[A block of data]

----

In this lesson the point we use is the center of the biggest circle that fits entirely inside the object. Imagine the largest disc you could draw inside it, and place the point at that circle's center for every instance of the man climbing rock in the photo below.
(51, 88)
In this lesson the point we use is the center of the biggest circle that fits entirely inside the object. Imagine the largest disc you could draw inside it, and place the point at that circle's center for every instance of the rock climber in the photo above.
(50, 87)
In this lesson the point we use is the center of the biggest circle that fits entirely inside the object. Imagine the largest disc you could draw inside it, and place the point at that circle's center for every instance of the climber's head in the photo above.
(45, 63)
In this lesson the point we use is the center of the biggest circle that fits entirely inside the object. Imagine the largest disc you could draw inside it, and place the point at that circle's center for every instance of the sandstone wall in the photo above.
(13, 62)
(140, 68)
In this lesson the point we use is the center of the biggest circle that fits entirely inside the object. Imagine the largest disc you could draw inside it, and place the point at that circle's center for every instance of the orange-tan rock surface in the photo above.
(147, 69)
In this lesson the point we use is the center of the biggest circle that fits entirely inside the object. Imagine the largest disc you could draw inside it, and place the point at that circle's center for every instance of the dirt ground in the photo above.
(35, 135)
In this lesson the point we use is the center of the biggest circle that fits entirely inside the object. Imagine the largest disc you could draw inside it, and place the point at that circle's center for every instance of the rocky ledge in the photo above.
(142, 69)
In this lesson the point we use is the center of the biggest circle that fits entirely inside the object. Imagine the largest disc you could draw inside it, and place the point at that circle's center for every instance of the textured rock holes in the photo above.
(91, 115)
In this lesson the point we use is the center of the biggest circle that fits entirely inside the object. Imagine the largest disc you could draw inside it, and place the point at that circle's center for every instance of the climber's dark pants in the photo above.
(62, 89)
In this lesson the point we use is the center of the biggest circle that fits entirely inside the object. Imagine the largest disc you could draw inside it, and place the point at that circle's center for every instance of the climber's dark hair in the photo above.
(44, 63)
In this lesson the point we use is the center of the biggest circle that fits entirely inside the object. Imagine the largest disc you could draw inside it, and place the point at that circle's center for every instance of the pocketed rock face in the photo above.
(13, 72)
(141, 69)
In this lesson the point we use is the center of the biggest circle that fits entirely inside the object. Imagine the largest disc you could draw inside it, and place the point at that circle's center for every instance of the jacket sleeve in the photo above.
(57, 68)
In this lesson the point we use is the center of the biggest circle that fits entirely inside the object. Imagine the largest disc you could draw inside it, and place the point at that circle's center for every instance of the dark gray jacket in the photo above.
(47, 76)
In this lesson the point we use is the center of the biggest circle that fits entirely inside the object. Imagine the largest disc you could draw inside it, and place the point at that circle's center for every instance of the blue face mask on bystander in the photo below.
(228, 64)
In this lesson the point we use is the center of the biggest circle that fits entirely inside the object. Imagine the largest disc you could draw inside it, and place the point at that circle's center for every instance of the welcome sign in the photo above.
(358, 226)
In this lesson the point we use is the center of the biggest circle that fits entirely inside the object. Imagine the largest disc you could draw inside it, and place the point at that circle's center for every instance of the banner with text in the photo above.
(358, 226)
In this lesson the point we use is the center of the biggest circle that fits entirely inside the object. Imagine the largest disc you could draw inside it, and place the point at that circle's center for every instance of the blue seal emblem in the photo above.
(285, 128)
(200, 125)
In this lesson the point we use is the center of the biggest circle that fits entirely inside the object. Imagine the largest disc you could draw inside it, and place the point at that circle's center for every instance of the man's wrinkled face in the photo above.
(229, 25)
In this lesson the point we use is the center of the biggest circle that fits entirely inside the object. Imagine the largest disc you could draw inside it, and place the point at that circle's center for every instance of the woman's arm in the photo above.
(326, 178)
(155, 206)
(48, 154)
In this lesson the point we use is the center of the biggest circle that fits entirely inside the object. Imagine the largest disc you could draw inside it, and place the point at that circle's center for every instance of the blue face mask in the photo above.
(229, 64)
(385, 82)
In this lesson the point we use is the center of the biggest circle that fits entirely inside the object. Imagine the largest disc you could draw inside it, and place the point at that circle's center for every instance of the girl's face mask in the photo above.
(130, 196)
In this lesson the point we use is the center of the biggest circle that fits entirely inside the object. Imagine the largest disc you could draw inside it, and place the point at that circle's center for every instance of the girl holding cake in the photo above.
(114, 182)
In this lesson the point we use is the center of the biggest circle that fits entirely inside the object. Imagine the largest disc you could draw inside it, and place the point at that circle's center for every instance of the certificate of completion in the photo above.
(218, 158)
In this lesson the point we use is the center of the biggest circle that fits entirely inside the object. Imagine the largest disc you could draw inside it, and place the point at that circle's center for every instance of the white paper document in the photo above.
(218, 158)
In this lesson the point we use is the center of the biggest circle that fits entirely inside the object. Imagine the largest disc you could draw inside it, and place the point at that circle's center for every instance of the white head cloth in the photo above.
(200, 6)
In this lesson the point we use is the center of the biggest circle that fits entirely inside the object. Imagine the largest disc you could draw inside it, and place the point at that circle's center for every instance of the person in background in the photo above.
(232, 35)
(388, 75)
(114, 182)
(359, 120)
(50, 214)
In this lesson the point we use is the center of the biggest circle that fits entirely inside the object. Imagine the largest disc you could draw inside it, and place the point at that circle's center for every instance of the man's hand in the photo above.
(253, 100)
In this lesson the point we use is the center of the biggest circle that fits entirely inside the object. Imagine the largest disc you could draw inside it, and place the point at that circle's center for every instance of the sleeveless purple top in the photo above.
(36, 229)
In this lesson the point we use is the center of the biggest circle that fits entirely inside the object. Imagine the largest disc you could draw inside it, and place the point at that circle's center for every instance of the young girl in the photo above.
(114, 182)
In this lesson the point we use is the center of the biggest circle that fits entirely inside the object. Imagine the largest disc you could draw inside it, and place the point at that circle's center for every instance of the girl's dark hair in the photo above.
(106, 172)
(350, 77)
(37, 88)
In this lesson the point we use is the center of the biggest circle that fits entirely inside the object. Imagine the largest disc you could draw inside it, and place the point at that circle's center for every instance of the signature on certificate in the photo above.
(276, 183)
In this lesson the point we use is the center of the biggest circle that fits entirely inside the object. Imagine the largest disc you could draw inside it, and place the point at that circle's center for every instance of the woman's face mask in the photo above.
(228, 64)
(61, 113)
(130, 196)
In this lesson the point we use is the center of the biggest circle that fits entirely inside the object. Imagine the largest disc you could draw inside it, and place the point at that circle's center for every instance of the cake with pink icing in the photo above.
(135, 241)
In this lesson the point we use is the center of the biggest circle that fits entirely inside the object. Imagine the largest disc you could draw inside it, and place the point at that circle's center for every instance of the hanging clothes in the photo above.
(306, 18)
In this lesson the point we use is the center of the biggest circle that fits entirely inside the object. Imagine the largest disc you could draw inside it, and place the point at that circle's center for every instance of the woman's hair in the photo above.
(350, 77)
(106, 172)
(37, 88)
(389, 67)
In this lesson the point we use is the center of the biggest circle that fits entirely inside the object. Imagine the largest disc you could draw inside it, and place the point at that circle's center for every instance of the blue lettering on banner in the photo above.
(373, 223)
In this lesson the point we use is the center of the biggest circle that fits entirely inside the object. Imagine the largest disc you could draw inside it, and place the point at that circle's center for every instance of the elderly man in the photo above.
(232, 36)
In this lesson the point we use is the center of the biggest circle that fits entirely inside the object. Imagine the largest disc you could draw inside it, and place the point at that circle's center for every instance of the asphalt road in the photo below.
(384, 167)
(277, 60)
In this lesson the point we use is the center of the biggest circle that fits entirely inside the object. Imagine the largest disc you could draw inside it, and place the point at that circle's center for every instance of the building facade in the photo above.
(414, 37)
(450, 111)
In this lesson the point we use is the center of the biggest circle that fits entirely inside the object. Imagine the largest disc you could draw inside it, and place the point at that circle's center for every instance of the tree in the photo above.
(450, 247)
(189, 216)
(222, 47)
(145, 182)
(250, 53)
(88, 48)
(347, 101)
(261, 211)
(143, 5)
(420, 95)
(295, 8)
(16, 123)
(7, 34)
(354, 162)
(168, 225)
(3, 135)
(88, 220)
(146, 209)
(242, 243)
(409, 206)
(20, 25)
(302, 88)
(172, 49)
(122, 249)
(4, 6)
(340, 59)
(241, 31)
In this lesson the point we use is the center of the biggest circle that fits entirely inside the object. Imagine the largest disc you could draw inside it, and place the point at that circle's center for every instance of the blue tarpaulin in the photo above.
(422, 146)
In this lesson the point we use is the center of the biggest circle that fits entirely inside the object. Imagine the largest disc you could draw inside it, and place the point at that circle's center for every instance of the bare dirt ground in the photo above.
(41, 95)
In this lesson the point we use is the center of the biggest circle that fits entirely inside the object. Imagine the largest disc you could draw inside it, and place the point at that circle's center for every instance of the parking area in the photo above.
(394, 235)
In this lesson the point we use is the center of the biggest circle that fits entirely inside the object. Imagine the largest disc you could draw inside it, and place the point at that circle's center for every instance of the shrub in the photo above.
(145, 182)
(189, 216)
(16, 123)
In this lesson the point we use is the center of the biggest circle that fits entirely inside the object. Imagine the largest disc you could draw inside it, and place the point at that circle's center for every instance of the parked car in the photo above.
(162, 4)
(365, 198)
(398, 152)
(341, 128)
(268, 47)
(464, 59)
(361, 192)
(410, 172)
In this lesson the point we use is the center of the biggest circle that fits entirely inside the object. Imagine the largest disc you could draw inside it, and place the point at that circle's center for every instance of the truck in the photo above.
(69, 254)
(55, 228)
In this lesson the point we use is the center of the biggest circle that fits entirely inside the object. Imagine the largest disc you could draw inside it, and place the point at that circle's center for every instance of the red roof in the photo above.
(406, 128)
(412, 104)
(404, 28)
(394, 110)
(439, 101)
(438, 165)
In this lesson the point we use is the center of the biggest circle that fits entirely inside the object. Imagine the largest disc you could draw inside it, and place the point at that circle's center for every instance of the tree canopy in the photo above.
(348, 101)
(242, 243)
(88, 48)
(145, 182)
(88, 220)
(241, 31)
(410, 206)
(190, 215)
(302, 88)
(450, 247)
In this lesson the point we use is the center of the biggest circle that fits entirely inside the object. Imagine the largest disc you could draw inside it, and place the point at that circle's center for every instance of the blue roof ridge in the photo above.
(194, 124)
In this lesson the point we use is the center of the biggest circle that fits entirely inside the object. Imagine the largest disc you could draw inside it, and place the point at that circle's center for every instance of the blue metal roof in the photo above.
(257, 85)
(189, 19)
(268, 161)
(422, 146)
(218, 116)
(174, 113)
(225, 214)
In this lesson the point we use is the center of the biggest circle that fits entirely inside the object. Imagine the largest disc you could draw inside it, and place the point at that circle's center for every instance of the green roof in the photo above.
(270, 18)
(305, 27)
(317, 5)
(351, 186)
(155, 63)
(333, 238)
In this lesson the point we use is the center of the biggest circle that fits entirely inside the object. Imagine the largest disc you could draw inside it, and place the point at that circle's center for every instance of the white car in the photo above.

----

● **Written exercise**
Send back exactly the lines from the line with "ridge in the photo above." through the end of the records.

● **Reply**
In this lesson the point we use is the center of the biggest circle that fits entirely inside the object. Imagine the largest disc you could draw inside it, and place the point at that circle's center for every instance of the blue roof ridge in the photo above.
(194, 124)
In this lesson the point we use is the center of the biggest circle that fits entirely inside the object. Imagine the largest disc you could draw inside it, and place the point at that circle's center for every instance of the blue metal roof in the photo above.
(257, 85)
(189, 19)
(268, 161)
(422, 146)
(218, 116)
(174, 113)
(225, 214)
In this lesson the point we use is the center of the biggest circle that fits entirely inside the object. Imagine the largest disc you could draw inside it, and place the point at that circle's center for every instance of the green roof in the photo above.
(270, 18)
(305, 27)
(317, 5)
(351, 186)
(155, 63)
(333, 238)
In this lesson the point we use is the center of the biggest circle that fits entirely inside the object. Imagine the largest disc you could draw inside it, and place the point at that circle's center for every instance of the white car in the photo above.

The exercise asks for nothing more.